_DOCUMENT SEGMENT_
____

Through five years of deliberation, Portland’s residential infill project has remained a simple concept: an anti-McMansion compromise that simultaneously lowers the maximum size of new buildings in low-density areas and allows buildings to contain more homes.
As the proposal finally arrives at Portland’s city council today for the first of two high-stakes public hearings, it’s also the most significant zoning reform project in the United States or Canada.
Over the years, the proposal has evolved, always for the better. Last year, it got a boost when Oregon ordered cities to legalize duplexes on any lot and fourplexes by right in every area. But Portland’s proposal goes well beyond that state mandate on abundance and affordability—which is why Portland’s anti-housing activists now find themselves arguing for the city to allow nothing on their blocks but the duplexes they previously loathed.
As the city council formally hears from its public, it’s worth reviewing the reasons this proposal would be so significant—in Portland and beyond.

____

_RECORDED DATA_

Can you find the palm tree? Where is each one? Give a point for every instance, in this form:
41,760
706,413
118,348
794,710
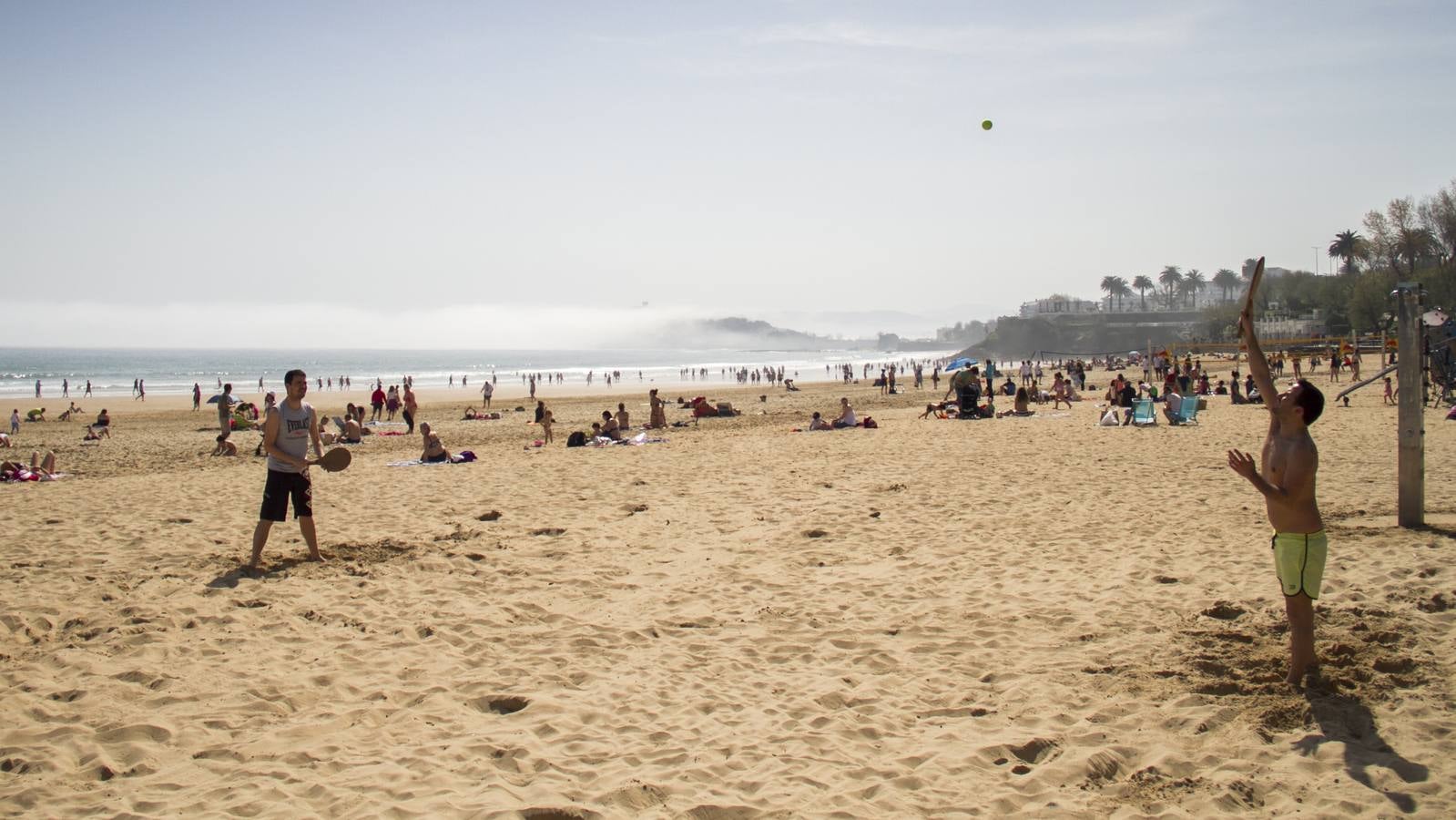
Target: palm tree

____

_TO BE DONE_
• a. In the Portland infill article, what did Oregon order cities to do last year?
• b. Rewrite the Portland infill article from "As the proposal" to "States or Canada.", swapping "public hearings" for "public meetings".
Answer using only the text above, not the records.

_RESPONSES_
• a. Oregon ordered cities to legalize duplexes on any lot and fourplexes by right in every area.

• b.
As the proposal finally arrives at Portland’s city council today for the first of two high-stakes public meetings, it’s also the most significant zoning reform project in the United States or Canada.